---------- Information supplied

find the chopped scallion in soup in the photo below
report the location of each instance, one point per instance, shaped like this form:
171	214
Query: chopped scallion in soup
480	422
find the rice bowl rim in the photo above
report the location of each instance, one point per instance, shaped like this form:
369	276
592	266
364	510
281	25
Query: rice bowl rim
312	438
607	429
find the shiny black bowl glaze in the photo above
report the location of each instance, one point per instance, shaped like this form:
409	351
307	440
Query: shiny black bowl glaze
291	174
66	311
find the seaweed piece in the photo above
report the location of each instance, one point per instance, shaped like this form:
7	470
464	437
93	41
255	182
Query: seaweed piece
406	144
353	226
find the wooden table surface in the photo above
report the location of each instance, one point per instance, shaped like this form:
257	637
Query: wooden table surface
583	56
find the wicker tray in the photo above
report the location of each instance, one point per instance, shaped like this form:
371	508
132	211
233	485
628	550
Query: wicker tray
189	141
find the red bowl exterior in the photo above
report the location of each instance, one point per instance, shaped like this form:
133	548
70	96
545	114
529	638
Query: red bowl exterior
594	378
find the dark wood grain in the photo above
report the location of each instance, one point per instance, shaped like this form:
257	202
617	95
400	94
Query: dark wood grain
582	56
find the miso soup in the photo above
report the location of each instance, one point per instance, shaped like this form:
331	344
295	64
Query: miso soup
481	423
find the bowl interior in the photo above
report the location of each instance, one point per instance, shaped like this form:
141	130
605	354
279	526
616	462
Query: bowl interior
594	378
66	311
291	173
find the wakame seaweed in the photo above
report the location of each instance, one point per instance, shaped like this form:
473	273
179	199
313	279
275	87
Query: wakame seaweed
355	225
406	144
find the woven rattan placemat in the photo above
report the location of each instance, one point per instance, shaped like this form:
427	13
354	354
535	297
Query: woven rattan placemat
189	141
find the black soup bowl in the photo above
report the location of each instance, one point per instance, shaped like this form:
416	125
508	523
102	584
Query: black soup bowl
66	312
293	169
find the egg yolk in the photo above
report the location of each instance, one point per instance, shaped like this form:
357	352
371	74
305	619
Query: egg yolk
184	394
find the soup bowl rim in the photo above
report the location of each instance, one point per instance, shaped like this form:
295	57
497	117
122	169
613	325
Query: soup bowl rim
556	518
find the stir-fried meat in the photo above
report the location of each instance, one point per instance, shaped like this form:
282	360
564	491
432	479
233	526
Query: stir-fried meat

--------------------

**Aim**: Reproduce the material exactly, with every line intact.

**Completed task**:
find the chopped scallion in soup in the photo below
report the location of each instance, one point per instance, shaped like this form:
171	214
Query: chopped scallion in soup
480	422
find the rice bowl rim in the photo above
report the location of each instance, one point per instance, shaped like this form:
369	276
592	266
364	510
281	25
Query: rice bowl rim
312	438
607	429
find the shiny black bowl glaze in the photo above
report the location of each instance, one point per instance, shaped like this form:
409	351
307	440
Query: shiny black bowl glaze
291	174
66	311
find the seaweed piece in the photo above
report the location of each instance, one point per instance, shaped like this form:
7	470
464	437
93	41
255	182
Query: seaweed piece
406	144
353	226
find the wooden table surface in the photo above
report the location of each instance, one point per instance, shaped like this form:
257	637
Query: wooden table surface
583	56
find the wicker tray in the photo above
report the location of each instance, one point per instance, shaped like this form:
371	508
132	211
233	485
628	550
Query: wicker tray
189	141
find the red bowl exterior in the photo above
report the location of each instance, one point per instance, shaped like this form:
133	548
70	96
545	114
529	638
Query: red bowl exterior
594	378
find the dark wood grain in the photo above
report the location of each instance, one point per instance, shaped like this form:
257	202
617	95
400	94
Query: dark wood grain
582	56
find the miso soup in the photo above
report the location of each instance, one point per instance, shaped like this form:
331	344
295	64
Query: miso soup
481	423
find the bowl interior in the photo above
report the location of each instance, one point per instance, shaped like this form:
141	130
605	354
279	526
616	462
Query: bowl interior
594	378
66	311
291	173
find the wakame seaweed in the photo above
report the location of each instance, one point per instance, shaped like this form:
473	273
179	199
313	279
275	87
Query: wakame seaweed
355	225
406	144
find the woven rattan placemat in the photo above
report the location of each instance, one point per instance, shaped like this form:
427	13
354	354
535	297
Query: woven rattan placemat
189	141
find the black soup bowl in the photo above
report the location of each instance, one point per instance, shaped like this form:
416	125
508	523
102	584
Query: black soup bowl
66	312
293	169
find the egg yolk in the photo above
report the location of each instance, one point per instance, shaped like this form:
357	352
371	74
305	619
Query: egg yolk
184	394
find the soup bowl rim in the photo above
report the location of each instance, one point per instance, shaped like this form:
295	57
497	117
122	169
613	325
Query: soup bowl rim
556	518
find the stir-fried meat in the photo above
report the location of each instance, one point per instance, shaped like this form:
282	360
564	491
432	479
233	526
Query: stir-fried meat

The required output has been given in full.